#### OBJECTIF 1
Extrayez chaque ligne des entrées qui contient le mot "wall", en tenant compte des majuscules et des minuscules.

#### EXTRAIT DU DOCUMENT
------------------------------

Pour le citoyen-consommateur, voilà autant d’injonctions paradoxales à surmonter, d’autant que la responsabilité environnementale a été totalement déportée sur les individus ces dernières décennies, ce qui explique certainement l’émergence de l’éco-anxiété

Les campagnes de greenwashing menées dans les années 2000-2010, ont énormément misé sur cette individualisation à travers les éco-gestes. Et beaucoup de consommateurs ont continué à faire confiance aux marques de leur enfance. Mais on n’a clairement pas touché au cœur du réacteur en passant à l’échelle collective et politique, ajoute Fanny Parise.

Bref, le système change-t-il vraiment… ou aide-t-on le système à s’adapter de façon superficielle ?

C’est à la Une !

De plus, à force de jouer sur le sensationnel dans les infos, une forme d’habituation de nos cerveaux s’opère. C’est le cas notamment avec la médiatisation des catastrophes naturelles. Pour autant, cette couverture médiatique a le mérite de faire remonter les sujets environnementaux à la Une des médias.

Une étude de la Fondation Jean Jaurès montre que les grands événements comme les catastrophes météorologiques, les rapports du GIEC ou encore les COP sont de bonnes portes d’entrée pour les journalistes afin qu’ils puissent traiter d’autres sujets environnementaux. 

Autrement, ces sujets ont du mal à percer dans les médias. Et puis, on peut se servir de façon intelligente des inondations de Valence pour évoquer l'artificialisation des sols, et montrer ensuite comment, dans d’autres régions du monde, on est parvenus à améliorer le sujet avec telle ou telle solution, illustre Juliette Quef, journaliste et Présidente du média Vert.
juliette quef

Du politique au grand public 

En devenant des préoccupations centrales pour les citoyens, les thématiques environnementales deviennent du même coup des sujets dont s’emparent les politiques… avec plus ou moins de détermination. Car si le second quinquennat d’Emmanuel Macron avait promis d'être écologique, “ou de ne pas être”, force est de constater que le sujet a été légèrement éclipsé, d’autant plus avec l’actualité de ces derniers mois. 

Pour autant, ne doit-on plus fonder aucun espoir dans tout événement politique ? Pour Juliette Quef,  que nenni ! Si l’on s’intéresse notamment au cas des COP, il s’agit de l’un des seuls espaces de négociation internationale autour des enjeux du climat. Il regroupe des dirigeants, des associations, des experts, des intérêts privés (certes)... Pour la COP26, ce sont pas moins de 40 000 personnes qui se sont inscrites.

------------------------------

#### OBJECTIF 2
Extrayez de l'extrait sur l'écologie le passage situé entre "Une étude de" et "du média Vert.", ces deux bornes comprises.

Éléments recensés dans un jeu de données
------------------------------

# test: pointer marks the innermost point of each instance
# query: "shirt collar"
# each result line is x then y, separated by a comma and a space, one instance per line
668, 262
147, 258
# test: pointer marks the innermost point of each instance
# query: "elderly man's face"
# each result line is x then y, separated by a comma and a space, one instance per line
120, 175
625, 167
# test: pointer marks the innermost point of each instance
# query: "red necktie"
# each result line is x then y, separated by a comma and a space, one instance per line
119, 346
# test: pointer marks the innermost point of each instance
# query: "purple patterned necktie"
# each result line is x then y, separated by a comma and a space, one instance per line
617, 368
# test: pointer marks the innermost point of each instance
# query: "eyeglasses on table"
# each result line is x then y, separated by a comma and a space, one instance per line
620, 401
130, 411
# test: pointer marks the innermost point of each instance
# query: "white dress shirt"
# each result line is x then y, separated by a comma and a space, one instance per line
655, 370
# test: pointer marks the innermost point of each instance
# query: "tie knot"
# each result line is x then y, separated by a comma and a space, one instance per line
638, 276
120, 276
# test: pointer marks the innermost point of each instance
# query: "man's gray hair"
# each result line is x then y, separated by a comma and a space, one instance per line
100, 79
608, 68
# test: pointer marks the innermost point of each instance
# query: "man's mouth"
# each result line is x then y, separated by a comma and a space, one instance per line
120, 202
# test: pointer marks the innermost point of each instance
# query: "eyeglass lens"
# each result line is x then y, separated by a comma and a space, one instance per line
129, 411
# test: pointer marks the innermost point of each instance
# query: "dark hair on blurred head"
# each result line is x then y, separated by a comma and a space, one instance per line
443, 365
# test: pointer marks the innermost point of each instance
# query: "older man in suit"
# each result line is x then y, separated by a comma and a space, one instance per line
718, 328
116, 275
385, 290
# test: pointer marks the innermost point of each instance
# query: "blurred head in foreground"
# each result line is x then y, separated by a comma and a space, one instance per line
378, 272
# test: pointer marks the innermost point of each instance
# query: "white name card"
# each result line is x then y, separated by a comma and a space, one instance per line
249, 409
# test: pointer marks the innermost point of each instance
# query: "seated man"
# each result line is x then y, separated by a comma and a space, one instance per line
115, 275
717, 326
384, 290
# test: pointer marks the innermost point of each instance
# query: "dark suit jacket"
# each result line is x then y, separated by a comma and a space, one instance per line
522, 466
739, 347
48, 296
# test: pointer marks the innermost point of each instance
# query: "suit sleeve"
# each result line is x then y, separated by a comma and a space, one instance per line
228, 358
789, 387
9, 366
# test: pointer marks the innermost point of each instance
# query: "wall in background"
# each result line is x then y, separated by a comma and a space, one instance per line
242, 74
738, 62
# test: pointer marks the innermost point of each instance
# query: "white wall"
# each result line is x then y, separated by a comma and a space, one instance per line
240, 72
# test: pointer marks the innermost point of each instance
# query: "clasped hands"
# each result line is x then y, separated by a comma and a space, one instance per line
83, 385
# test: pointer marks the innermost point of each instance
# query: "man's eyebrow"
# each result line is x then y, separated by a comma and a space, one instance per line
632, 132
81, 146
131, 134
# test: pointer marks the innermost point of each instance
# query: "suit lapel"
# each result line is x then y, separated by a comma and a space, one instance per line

------------------------------

#### RÉSULTAT ATTENDU 1
# query: "wall in background"
# query: "white wall"

#### RÉSULTAT ATTENDU 2
Une étude de la Fondation Jean Jaurès montre que les grands événements comme les catastrophes météorologiques, les rapports du GIEC ou encore les COP sont de bonnes portes d’entrée pour les journalistes afin qu’ils puissent traiter d’autres sujets environnementaux. 

Autrement, ces sujets ont du mal à percer dans les médias. Et puis, on peut se servir de façon intelligente des inondations de Valence pour évoquer l'artificialisation des sols, et montrer ensuite comment, dans d’autres régions du monde, on est parvenus à améliorer le sujet avec telle ou telle solution, illustre Juliette Quef, journaliste et Présidente du média Vert.